Would you copy out the whole listing exactly as given?

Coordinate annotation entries
╔══

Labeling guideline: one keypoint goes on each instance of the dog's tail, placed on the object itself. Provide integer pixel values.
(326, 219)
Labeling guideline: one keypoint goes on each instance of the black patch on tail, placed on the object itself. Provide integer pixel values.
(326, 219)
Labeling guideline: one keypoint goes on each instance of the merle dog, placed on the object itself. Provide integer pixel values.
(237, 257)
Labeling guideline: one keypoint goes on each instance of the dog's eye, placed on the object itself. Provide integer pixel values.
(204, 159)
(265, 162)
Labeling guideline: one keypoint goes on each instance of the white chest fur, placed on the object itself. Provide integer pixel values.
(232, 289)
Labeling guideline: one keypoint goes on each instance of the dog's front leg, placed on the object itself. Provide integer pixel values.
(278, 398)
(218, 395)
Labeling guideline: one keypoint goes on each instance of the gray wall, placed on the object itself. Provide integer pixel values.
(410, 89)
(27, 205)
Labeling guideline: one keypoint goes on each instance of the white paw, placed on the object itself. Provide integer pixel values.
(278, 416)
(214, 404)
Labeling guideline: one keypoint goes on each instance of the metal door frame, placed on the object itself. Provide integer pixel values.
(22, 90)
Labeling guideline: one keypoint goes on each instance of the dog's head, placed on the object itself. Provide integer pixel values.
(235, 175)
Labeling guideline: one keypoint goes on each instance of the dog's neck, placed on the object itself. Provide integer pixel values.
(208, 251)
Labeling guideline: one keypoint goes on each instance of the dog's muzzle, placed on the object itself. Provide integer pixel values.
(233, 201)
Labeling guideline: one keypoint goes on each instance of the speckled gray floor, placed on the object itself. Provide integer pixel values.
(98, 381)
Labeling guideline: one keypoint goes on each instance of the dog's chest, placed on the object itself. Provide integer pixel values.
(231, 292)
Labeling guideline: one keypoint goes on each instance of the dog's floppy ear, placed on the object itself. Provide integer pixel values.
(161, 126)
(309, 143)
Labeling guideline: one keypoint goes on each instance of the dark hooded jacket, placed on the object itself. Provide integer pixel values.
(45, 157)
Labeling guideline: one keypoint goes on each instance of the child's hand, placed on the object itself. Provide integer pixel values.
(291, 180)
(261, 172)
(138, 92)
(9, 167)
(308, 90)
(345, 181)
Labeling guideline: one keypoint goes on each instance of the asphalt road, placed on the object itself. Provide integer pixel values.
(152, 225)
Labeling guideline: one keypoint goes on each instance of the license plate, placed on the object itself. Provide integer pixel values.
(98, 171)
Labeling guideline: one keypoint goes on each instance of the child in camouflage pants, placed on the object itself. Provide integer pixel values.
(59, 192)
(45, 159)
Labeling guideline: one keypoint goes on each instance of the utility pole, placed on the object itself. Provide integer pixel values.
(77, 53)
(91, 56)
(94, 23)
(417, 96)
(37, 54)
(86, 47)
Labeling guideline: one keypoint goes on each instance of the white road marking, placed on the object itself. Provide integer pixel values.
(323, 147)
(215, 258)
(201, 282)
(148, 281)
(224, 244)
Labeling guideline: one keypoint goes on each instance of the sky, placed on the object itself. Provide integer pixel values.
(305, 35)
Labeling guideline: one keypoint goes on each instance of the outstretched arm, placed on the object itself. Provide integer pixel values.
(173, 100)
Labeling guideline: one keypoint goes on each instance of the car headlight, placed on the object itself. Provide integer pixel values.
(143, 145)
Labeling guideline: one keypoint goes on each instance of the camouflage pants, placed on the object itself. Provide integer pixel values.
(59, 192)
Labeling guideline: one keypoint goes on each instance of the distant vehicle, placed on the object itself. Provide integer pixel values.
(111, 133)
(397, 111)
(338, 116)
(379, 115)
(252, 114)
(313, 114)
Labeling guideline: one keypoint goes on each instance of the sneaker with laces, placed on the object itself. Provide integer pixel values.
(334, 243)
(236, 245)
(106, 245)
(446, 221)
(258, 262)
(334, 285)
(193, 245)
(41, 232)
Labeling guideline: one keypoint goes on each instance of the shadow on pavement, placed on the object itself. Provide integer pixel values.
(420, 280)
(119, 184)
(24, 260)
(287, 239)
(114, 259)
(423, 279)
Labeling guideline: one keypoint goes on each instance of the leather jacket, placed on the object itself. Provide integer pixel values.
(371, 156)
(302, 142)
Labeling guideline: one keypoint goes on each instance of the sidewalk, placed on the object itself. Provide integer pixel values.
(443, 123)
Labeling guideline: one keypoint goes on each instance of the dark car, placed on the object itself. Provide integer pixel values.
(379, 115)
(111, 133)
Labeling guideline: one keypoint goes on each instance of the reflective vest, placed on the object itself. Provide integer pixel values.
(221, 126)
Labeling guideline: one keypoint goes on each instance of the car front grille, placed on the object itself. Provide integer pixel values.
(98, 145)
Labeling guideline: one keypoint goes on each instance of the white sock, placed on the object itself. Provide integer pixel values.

╚══

** Output below **
Labeling guideline: one keypoint goes on each instance of the dog's tail, placed on the object itself. Provide integer pixel values.
(326, 219)
Labeling guideline: one keypoint goes on each instance of the black patch on tail, placed on the object itself. Provide integer pixel values.
(326, 219)
Labeling guideline: one keypoint goes on each instance of the merle dog, placed on the object itself. Provide integer pixel values.
(237, 257)
Labeling guideline: one keypoint goes on each instance of the dog's eye, placed on the object itself. Provide integer pixel values.
(204, 159)
(265, 162)
Labeling guideline: one keypoint goes on each instance of the white chest fur, placed on the object itself. Provide integer pixel values.
(232, 289)
Labeling guideline: one keypoint goes on each instance of the dog's front leg, placed on the object itself. Provide integer pixel values.
(278, 398)
(218, 395)
Labeling guideline: one keypoint goes on each instance of the gray wall, placed on the object itself. Provide integer pixel values.
(410, 89)
(27, 205)
Labeling guideline: one keypoint goes on each instance of the white paw, placed on the object itself. Provide integer pixel values.
(278, 416)
(214, 404)
Labeling guideline: one keypoint goes on each instance of the metal door frame, placed on the object itself. Provide integer pixel values.
(22, 90)
Labeling guideline: one keypoint goes on each instance of the dog's head, placed on the object itself. Provide integer pixel values.
(235, 175)
Labeling guideline: one keypoint goes on each instance of the dog's neck, placed on the object itself. Provide integer pixel values.
(208, 251)
Labeling guideline: one keypoint goes on each instance of the dog's muzzle, placed on the object itself. Provide integer pixel values.
(233, 201)
Labeling guideline: one keypoint goes on each instance of the speckled gray floor, placed on the object itself. Provide integer pixel values.
(98, 381)
Labeling guideline: one keypoint goes on each instance of the dog's chest, placed on the object itself. Provide integer pixel values.
(231, 292)
Labeling guideline: one keypoint goes on each instance of the dog's floppy ear, placed on the object itself. Provide integer pixel values.
(161, 126)
(309, 143)
Labeling guideline: one keypoint goes on each instance of the dark hooded jacket, placed on the object itself. Provide integer pixel values.
(45, 157)
Labeling guideline: one keypoint goes on each instance of the child's hand, placed on the object itself. Provide integer pixel values.
(291, 180)
(261, 172)
(138, 92)
(9, 167)
(308, 90)
(345, 181)
Labeling guideline: one keypoint goes on each instance of the asphalt road, placed on the object itself. Provide integer pixel values.
(152, 225)
Labeling guideline: one keypoint goes on each instance of the license plate, placed on the object itself. Provide integer pixel values.
(98, 171)
Labeling guideline: one keypoint goes on each instance of the child in camouflage pants, placed on the object itself. Provide integer pixel values.
(59, 192)
(45, 159)
Labeling guideline: one keypoint goes on each instance of the utility pole, placed on the object itself. Provide integer pixel values.
(77, 53)
(91, 56)
(94, 23)
(417, 96)
(37, 54)
(86, 47)
Labeling guideline: one keypoint goes on each instance of the white road marking, placed on the object itself. Provide integer pixel values.
(323, 147)
(215, 258)
(201, 282)
(148, 281)
(224, 244)
Labeling guideline: one keypoint goes on each instance of the sky, placed on the object itself. Provide integer pixel values.
(305, 35)
Labeling guideline: one keypoint goes on each instance of the outstretched arm, placed on the object itself. Provide integer pixel values.
(173, 100)
Labeling guideline: one keypoint goes on each instance of the car headlight, placed on the object itself. Provide integer pixel values.
(143, 145)
Labeling guideline: one keypoint goes on each instance of the camouflage pants, placed on the object itself. Provide integer pixel values.
(59, 192)
Labeling guideline: one keypoint goes on each instance of the distant vehicle, placed on the object itself. Provide integer pixel values.
(111, 133)
(397, 111)
(338, 116)
(379, 115)
(252, 114)
(313, 114)
Labeling guideline: one keypoint goes on each instance of the sneaker with laces, placed on the object itself. Provide integer pixel values.
(334, 243)
(236, 245)
(106, 245)
(446, 221)
(258, 262)
(334, 285)
(193, 245)
(41, 232)
Labeling guideline: one keypoint goes on each instance of the shadow on pavement, placed on the object itself. Provide integer pixel values.
(420, 280)
(119, 184)
(24, 260)
(287, 239)
(114, 259)
(423, 279)
Labeling guideline: one keypoint goes on each instance of the leather jacket, placed on the object itself. Provide integer pixel values.
(371, 156)
(302, 142)
Labeling guideline: one keypoint goes on each instance of the sidewalk, placed on the object itself. Provide integer pixel values.
(443, 123)
Labeling guideline: one keypoint goes on each instance of the dark car, placed on the object itself. Provide integer pixel values.
(379, 115)
(111, 133)
Labeling guideline: one keypoint goes on each instance of the reflective vest, placed on the object itself. Provide integer pixel values.
(221, 126)
Labeling guideline: one keypoint goes on each instance of the car front grille, placed on the object itself. Provide integer pixel values.
(98, 145)
Labeling guideline: one keypoint goes on each instance of the white sock, placed on the object itself. Provide integer pixel values.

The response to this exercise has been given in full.